__Extrait du texte__:

Bach, Opus 2

Une des plus divines mélodies jamais écrites par Bach s’esquisse, s’élève, se chantourne, se suspend, retombe, « presque rien », où l’harmonie célèbre déjà sinon une absence, du moins un renoncement. « Il partira bien ». Qui joue ainsi, avec tant de pudeur, un tel sens du non-dit, l’Arioso du Caprice sur le départ de son frère bien-aimé, et qui murmure l’Adagiosissimo – nuit sans étoiles ?

François Dumont qui ouvre son second volume Bach avec cette œuvre géniale où Bach est tout entier tourné vers l’Empfindsamkeit qui vient. Quelle tendresse dans ce toucher qu’avive encore une pudeur extrême, quelle délicatesse dans l’ellipse lorsque les traits descendants semblent pleurer, quel art de taire pour mieux dire. Ici, je ne l’avais pas entendu ainsi osé depuis Gustav Leonhardt. Et peu importe qu’un piano me remémore un clavecin, seul le génie des interprètes s’y fait écho.

Le Postillon peut résonner – François Dumont y fait piaffer le cheval du coche – et la Fugue dire au revoir, c’est un tout autre Bach qu’envisage ici le pianiste français, tournant le dos au ton radical qui avait porté si haut son premier volume où deux Partitas se contrastaient sur des Suites, anglaise ou française. Un Bach plus divers, et pas seulement parce qu’y paraissent le grand geste du Prélude et Fugue en la ouvragé par Liszt ou l’orgue-piano déployé par Busoni dans la Chaconne de violon : les translations temporelles ici n’imposent pas leurs styles, Bach parle d’abord, Dumont y proclamant un formidable « bas les masques ».

__Données affichées__:
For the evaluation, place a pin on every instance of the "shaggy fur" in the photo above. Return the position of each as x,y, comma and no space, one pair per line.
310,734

__Exercice écrit 1__: Recopiez tel quel le passage de la critique du disque Bach de François Dumont qui commence aux mots « Bach, Opus 2 » et s'arrête après « s’y fait écho. ».
__Exercice écrit 2__: Prolongez la critique du disque Bach de François Dumont en reprenant juste après sa dernière phrase.

__Résultat attendu 1__:
Bach, Opus 2

Une des plus divines mélodies jamais écrites par Bach s’esquisse, s’élève, se chantourne, se suspend, retombe, « presque rien », où l’harmonie célèbre déjà sinon une absence, du moins un renoncement. « Il partira bien ». Qui joue ainsi, avec tant de pudeur, un tel sens du non-dit, l’Arioso du Caprice sur le départ de son frère bien-aimé, et qui murmure l’Adagiosissimo – nuit sans étoiles ?

François Dumont qui ouvre son second volume Bach avec cette œuvre géniale où Bach est tout entier tourné vers l’Empfindsamkeit qui vient. Quelle tendresse dans ce toucher qu’avive encore une pudeur extrême, quelle délicatesse dans l’ellipse lorsque les traits descendants semblent pleurer, quel art de taire pour mieux dire. Ici, je ne l’avais pas entendu ainsi osé depuis Gustav Leonhardt. Et peu importe qu’un piano me remémore un clavecin, seul le génie des interprètes s’y fait écho.

__Résultat attendu 2__:
Mais le franc soleil du Concerto italien, pris ample, galbé et chanté partout qui invente des concertati de violon se répondant, ou les loures qui comptent les pas des danseurs dans la Gavotte-Musette (si tendre sous ses doigts) de la Troisième Suite anglaise, font autant de ballets qui échappent du seul clavier. C’est un orchestre qui joue ici, et que je n’entendais pas dans l’Opus 1 de cette série qui devra se poursuivre.

Fascinant et probablement inépuisable, de propos comme d’écoutes.

LE DISQUE DU JOUR

Cvr Dumont Bach 2 (2017)Johann Sebastian Bach (1685-1750)
Capriccio sopra la lontananza del suo fratello diletissimo
en si bémol majeur, BWV 992

Concerto Italien en fa majeur, BWV 971
Suite anglaise No. 3
en sol mineur, BWV 808

Prélude et fugue en la mineur pour orgue, BWV 543 (arr. Liszt)
Chaconne, extraite de la Partita No. 2 pour violon seul en ré mineur, BWV 1004 (arr. Busoni)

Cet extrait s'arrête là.